- _EXERCISE AIM_: Locate the line that contains "Could you please spot the forest treeline". Print it and each following line through the end of the listing, verbatim, and nothing more.

──────────

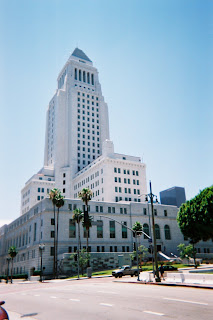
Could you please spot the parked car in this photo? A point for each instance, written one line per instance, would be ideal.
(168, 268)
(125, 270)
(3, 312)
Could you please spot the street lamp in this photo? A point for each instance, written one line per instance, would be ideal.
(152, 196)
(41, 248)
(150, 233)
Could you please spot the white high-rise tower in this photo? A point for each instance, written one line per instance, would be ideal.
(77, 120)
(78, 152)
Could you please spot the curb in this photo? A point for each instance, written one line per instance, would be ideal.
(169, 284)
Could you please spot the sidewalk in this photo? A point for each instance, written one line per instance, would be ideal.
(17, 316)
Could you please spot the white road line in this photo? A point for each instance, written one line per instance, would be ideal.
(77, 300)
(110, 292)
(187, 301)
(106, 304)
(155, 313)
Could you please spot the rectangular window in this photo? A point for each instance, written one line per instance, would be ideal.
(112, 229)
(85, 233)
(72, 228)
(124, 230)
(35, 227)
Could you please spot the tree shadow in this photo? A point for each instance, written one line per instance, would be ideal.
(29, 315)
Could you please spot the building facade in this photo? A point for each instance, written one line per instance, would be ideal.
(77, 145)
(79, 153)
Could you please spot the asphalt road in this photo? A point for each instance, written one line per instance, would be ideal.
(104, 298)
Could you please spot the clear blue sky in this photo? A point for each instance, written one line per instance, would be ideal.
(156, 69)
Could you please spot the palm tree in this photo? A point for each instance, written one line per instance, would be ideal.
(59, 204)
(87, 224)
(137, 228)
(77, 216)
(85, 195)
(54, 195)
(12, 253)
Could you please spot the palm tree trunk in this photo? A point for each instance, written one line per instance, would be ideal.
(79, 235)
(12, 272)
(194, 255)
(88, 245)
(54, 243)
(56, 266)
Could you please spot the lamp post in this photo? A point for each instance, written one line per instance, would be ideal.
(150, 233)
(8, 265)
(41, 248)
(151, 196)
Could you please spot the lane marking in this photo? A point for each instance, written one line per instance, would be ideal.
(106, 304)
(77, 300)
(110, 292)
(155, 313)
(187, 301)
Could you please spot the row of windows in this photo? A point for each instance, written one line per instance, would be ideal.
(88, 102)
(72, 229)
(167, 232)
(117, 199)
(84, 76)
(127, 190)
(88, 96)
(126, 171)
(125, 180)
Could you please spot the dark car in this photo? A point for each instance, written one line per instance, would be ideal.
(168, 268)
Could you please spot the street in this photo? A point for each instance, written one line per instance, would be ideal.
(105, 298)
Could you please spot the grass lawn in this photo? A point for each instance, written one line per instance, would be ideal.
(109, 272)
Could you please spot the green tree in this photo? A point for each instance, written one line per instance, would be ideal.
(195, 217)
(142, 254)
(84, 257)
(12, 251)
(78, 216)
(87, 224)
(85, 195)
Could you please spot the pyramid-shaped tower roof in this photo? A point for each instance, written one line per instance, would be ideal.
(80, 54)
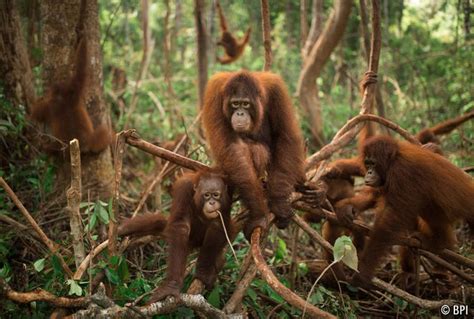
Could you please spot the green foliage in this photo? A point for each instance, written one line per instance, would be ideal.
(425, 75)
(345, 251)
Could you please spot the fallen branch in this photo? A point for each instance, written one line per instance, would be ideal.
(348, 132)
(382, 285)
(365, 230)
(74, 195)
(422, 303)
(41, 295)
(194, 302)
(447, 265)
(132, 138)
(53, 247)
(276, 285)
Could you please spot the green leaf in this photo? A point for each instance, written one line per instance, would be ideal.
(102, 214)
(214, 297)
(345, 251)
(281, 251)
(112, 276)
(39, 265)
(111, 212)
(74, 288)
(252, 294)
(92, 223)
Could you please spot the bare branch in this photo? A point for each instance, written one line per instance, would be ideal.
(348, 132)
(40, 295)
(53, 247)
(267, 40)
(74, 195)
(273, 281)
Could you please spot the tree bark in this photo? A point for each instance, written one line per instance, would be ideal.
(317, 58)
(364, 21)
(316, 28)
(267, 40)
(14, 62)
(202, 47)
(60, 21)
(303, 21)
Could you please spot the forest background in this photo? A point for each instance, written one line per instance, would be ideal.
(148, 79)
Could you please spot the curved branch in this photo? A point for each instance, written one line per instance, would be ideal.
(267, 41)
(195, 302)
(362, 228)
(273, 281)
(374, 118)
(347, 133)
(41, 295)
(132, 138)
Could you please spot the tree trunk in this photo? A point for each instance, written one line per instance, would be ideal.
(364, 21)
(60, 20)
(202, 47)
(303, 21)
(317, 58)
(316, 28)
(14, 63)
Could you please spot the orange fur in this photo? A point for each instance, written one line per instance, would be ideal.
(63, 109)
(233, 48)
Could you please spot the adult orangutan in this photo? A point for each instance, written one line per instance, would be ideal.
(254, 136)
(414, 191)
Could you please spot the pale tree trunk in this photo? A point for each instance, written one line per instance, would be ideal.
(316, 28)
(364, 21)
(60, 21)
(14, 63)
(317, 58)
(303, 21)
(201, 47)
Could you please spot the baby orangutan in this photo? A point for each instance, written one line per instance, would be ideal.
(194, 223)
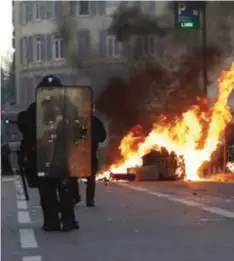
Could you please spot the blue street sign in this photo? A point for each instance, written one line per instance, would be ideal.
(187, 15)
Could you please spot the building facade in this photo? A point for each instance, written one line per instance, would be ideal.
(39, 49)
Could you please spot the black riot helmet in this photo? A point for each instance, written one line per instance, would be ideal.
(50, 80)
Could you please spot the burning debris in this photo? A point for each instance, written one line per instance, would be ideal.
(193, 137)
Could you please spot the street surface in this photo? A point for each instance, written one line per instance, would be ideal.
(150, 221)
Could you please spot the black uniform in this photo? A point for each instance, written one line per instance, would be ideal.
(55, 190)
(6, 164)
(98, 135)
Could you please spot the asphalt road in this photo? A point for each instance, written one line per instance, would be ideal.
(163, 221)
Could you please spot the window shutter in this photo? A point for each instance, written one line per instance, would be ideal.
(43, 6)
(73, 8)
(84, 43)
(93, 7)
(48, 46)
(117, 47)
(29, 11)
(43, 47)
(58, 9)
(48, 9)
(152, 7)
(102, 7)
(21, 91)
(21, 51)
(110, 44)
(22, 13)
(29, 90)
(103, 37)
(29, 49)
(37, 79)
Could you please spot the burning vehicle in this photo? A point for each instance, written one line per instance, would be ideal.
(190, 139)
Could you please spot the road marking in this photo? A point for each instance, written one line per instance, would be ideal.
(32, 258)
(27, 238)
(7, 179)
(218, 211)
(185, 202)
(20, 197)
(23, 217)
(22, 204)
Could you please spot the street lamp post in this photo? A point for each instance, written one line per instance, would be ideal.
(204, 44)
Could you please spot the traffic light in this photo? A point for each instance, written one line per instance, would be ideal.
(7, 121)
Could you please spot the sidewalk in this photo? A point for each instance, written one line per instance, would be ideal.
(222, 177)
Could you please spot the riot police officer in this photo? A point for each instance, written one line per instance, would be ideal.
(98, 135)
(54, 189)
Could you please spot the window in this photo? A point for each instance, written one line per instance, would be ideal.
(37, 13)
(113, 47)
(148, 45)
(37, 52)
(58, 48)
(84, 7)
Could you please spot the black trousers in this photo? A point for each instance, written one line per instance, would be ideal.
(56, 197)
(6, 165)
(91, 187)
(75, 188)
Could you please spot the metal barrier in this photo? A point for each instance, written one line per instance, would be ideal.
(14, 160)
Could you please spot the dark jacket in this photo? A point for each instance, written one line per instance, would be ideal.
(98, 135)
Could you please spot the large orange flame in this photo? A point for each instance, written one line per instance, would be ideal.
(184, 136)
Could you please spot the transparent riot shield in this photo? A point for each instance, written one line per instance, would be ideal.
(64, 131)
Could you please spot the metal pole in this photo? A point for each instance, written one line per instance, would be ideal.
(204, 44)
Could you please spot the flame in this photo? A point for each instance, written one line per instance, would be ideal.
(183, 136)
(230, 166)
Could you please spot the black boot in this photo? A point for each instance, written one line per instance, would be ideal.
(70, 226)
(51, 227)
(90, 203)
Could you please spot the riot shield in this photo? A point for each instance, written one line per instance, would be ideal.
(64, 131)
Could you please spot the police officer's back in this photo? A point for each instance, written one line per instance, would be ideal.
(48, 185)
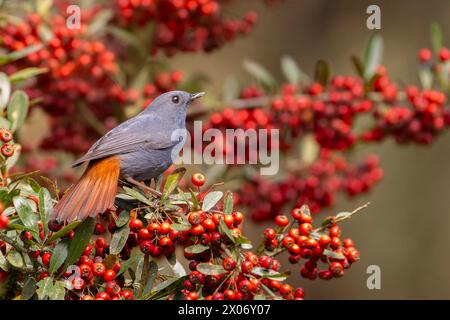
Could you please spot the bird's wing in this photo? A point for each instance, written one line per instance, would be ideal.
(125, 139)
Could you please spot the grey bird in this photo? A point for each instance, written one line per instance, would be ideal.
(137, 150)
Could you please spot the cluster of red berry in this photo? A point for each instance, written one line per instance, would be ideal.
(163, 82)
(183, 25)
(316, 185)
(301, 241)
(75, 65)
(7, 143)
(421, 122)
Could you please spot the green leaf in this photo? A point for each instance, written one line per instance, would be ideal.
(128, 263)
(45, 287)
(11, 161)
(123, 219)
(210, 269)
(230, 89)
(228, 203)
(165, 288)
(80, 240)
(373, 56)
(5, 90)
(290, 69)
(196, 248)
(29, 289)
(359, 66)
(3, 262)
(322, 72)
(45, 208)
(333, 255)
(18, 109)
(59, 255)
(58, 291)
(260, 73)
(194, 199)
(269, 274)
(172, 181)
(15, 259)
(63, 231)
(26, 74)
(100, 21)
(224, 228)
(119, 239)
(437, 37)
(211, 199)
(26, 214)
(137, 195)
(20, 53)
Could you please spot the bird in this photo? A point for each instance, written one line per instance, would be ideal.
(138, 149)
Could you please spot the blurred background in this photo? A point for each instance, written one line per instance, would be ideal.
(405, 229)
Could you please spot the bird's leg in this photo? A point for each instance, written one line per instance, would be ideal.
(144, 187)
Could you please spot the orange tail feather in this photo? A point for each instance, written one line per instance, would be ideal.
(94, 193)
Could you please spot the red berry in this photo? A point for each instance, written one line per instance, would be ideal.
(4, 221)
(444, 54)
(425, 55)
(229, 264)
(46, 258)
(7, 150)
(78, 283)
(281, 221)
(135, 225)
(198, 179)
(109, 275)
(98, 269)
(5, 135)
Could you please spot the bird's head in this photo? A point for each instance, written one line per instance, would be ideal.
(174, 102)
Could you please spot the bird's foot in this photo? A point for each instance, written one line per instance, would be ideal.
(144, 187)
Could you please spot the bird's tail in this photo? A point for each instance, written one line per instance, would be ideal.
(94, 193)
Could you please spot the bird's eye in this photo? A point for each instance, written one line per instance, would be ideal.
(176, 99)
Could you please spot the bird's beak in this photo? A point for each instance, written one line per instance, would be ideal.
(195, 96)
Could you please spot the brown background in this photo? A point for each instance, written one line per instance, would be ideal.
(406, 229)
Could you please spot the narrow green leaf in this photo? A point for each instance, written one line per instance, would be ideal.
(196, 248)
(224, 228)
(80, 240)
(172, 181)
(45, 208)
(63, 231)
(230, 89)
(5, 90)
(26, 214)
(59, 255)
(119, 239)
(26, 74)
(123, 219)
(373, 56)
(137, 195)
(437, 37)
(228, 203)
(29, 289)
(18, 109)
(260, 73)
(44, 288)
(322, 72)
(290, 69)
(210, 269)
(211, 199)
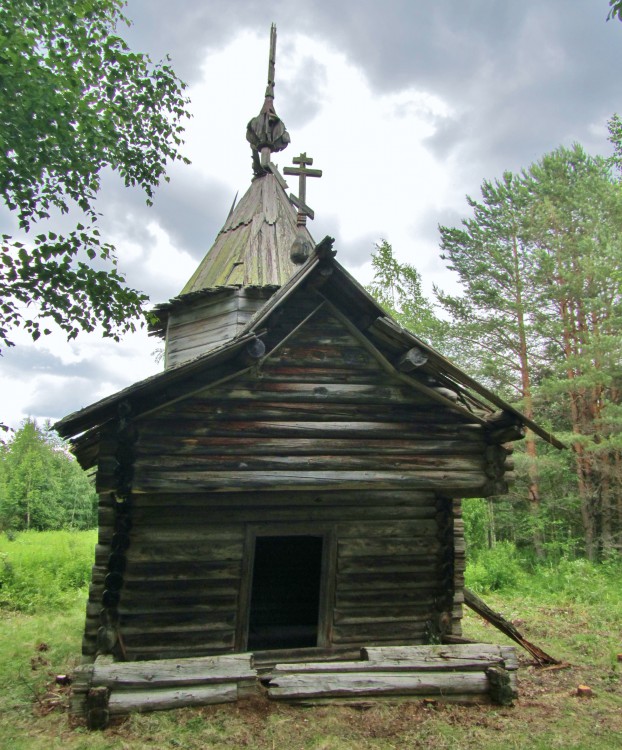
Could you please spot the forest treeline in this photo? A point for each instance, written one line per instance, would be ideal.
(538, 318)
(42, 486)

──────────

- _ANSWER FOR THIS EXERCISE_:
Could you please spot the forest treeline in this photo? A point for each instance, written one line per instance, would be ideal.
(538, 318)
(42, 486)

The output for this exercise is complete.